__Prompt__
Could you transcribe the essay on Christopher Nolan's TENET from "Are we slowly" up to and including "a different future."?

__Selected passage__
▬▬▬▬▬▬

There is a strong Nietzschean element to Christopher Nolan’s TENET. Nietzsche’s tenet is expressed in the maxim of amor fati: live in such a way as to will the eternal recurrence of the same. This Stoic precept represents Nietzsche’s attempt to overcome the nihilistic pathos resulting from the discovery of entropy. Expressed in purely scientific terms this constitutes Neil’s choice in TENET.
Bernard Stiegler would retort that Nietzsche did not have available to him the concept of anti-entropy. Nolan does have this concept, but like Stiegler he warns against using it as a new totalising concept and practice. Total inverted entropy is synonymous with the time-driven apocalypse, the total destruction of our world in favour of an unknown, but hostile, future.
The third choice explored by the film is an article of faith, a tenet, that combines the two movements, but not both at the global level. To protect life, to ensure love, a local temporal « pincer » movement (not a loop) within the global entropic flux may succeed.
Etymologically tenet derives from the Latin tenere, to hold. Our hero, who comes to designate himself as « the Protagonist », holds to Kat and her love for her son, Max (who may or may not be Neil).
Thus TENET’s cast of characters is distributed around these different time images. Sator – the totalising algorithm, Ives – the fragmented algorithm, Neil – amor fati, Protagonist – tenet.
Are we slowly cancelling a future that will then turn on us and proceed to « cancel » our present? that is the question posed by TENET. If that is the case, what possible defence could we have? The response of the film is that a sustainable tenet retroactively posits its presuppositions by means of a series of local anti-entropic interventions.
TENET is about algorithmic desire. That which is slowly cancelling us in the present and our projected future is the « Algorithm », a future desire for the death and annihilation of our present as a past to be cancelled. Against algorithmic desire it opposes the tenacity of the drive, whose tenets posit and safeguard a past that need not result in the present that the algorithm observes nor in the future it predicts and tries to impose by temporal war, by eradicating the past that leads to a different future.

▬▬▬▬▬▬

__Raw data__
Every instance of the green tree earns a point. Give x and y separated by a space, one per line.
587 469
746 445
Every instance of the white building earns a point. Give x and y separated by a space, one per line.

▬▬▬▬▬▬

__Expected output__
Are we slowly cancelling a future that will then turn on us and proceed to « cancel » our present? that is the question posed by TENET. If that is the case, what possible defence could we have? The response of the film is that a sustainable tenet retroactively posits its presuppositions by means of a series of local anti-entropic interventions.
TENET is about algorithmic desire. That which is slowly cancelling us in the present and our projected future is the « Algorithm », a future desire for the death and annihilation of our present as a past to be cancelled. Against algorithmic desire it opposes the tenacity of the drive, whose tenets posit and safeguard a past that need not result in the present that the algorithm observes nor in the future it predicts and tries to impose by temporal war, by eradicating the past that leads to a different future.